## Using the information
**1.** From the BART cellphone shutoff post, repeat everything from "On the other" down to "anticipation of trouble.".
**2.** Answer these questions using the BART cellphone shutoff post:
(a) In how many of its stations did BART turn off cellphone coverage?
(b) What reason does BART give for having the right to do what it likes with the cell antennas?
(c) How high can the fine for a first offense go, according to the quoted law?

## Page excerpt
* * *
In anticipation of the event BART turned off cellphone coverage in four of its stations for several hours. One of the reasons was ostensibly that, like London, the protestors would be using cellphones and social media to coordinate the protests (see this).

So now we have an interesting dilemma.

On the one hand, using social media to coordinate a riot protest would be a crime - though a crime if and only if it was not approved by the government and did not remain peaceful.  (I've often wondered about violent protests against those who conduct violence on innocents.)

On the other hand, what if grandma has a heart attack during her ride and no one can call for help so she subsequently dies?

Neither event happened - no riot protest, nobody's grandma is dead.

And BART claims that since it owns the cell antenna's in its stations it has the right to do what it like with them.

But what if their actions bring harm to others - even indirectly?  Isn't cell service today like a utility?  Something people rely on for daily on-going life? Can I rely on cell coverage to coordinate the pickup of needed medicine?  A ride to the hospital?  A life and death matter with a doctor?

Certainly there would be problems shutting off power to a few blocks of the city in anticipation of trouble.

As for cellphone "blocking" the US Criminal Code 47, Sections 301, 302a, 333 says that "The Act prohibits any person from willfully or maliciously interfering with the radio communications of any station licensed or authorized under the Act or operated by the U.S. government. 47 U.S.C. Section 333. The manufacture, importation, sale or offer for sale, including advertising, of devices designed to block or jam wireless transmissions is prohibited. 47 U.S.C. Section 302a(b). Parties in violation of these provisions may be subject to the penalties set out in 47 U.S.C. Sections 501-510. Fines for a first offense can range as high as $11,000 for each violation or imprisonment for up to one year, and the device used may also be seized and forfeited to the U.S. government."

Cell jammers are illegal so one imagines that shutting off a cell antenna is a similar problem.

The problem here is that government, in this case BART in the guise of the State of California has taken it upon itself to limit your free speech in anticipation of you doing something illegal or wrong with that free speech.
* * *
## Data section
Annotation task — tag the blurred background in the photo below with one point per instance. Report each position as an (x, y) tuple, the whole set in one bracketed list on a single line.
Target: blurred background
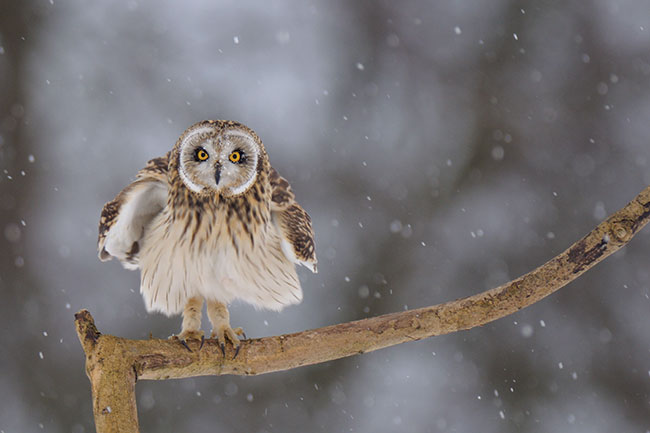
[(441, 149)]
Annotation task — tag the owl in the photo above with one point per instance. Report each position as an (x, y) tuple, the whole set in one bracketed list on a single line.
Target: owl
[(211, 220)]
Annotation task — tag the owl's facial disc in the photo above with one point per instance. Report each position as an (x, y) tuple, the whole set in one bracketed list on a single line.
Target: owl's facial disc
[(238, 159), (224, 163)]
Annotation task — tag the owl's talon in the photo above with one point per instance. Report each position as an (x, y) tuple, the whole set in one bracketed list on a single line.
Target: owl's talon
[(184, 343)]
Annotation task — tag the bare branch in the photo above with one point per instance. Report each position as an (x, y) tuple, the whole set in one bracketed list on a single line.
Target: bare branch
[(123, 361)]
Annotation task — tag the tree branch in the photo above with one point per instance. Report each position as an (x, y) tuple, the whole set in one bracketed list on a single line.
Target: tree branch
[(113, 364)]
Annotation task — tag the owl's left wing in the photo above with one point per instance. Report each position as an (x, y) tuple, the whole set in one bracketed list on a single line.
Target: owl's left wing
[(123, 219), (294, 224)]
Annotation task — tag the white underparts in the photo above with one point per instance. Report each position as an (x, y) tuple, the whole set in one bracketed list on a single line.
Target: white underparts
[(287, 249), (142, 203)]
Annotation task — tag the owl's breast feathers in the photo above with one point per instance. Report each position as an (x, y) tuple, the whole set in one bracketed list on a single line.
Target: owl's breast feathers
[(222, 247)]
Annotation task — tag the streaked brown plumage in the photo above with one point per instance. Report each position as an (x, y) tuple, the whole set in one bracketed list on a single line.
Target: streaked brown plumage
[(210, 220)]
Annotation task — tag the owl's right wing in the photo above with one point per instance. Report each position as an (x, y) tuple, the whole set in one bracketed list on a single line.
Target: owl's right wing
[(294, 223), (123, 220)]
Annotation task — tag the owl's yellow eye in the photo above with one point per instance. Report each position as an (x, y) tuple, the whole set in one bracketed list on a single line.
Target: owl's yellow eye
[(235, 156), (201, 154)]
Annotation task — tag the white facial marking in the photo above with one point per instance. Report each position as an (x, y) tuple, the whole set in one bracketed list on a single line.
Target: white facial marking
[(182, 171), (253, 160)]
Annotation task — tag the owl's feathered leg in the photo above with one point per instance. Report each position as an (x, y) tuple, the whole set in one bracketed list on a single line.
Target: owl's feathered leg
[(220, 319), (191, 327)]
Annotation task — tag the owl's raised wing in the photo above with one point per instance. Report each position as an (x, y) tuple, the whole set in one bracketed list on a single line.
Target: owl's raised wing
[(123, 220), (294, 223)]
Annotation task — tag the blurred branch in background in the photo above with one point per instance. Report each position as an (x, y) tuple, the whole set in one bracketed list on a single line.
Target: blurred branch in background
[(114, 364)]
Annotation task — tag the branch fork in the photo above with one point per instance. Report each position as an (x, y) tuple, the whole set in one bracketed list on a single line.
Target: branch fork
[(114, 364)]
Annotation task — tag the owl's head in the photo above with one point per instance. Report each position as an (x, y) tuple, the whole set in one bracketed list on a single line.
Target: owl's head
[(220, 157)]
* * *
## Outputs by task
**1.**
On the other hand, what if grandma has a heart attack during her ride and no one can call for help so she subsequently dies?

Neither event happened - no riot protest, nobody's grandma is dead.

And BART claims that since it owns the cell antenna's in its stations it has the right to do what it like with them.

But what if their actions bring harm to others - even indirectly?  Isn't cell service today like a utility?  Something people rely on for daily on-going life? Can I rely on cell coverage to coordinate the pickup of needed medicine?  A ride to the hospital?  A life and death matter with a doctor?

Certainly there would be problems shutting off power to a few blocks of the city in anticipation of trouble.

**2.**
(a) Four.
(b) It owns the cell antennas in its stations.
(c) As high as $11,000 for each violation.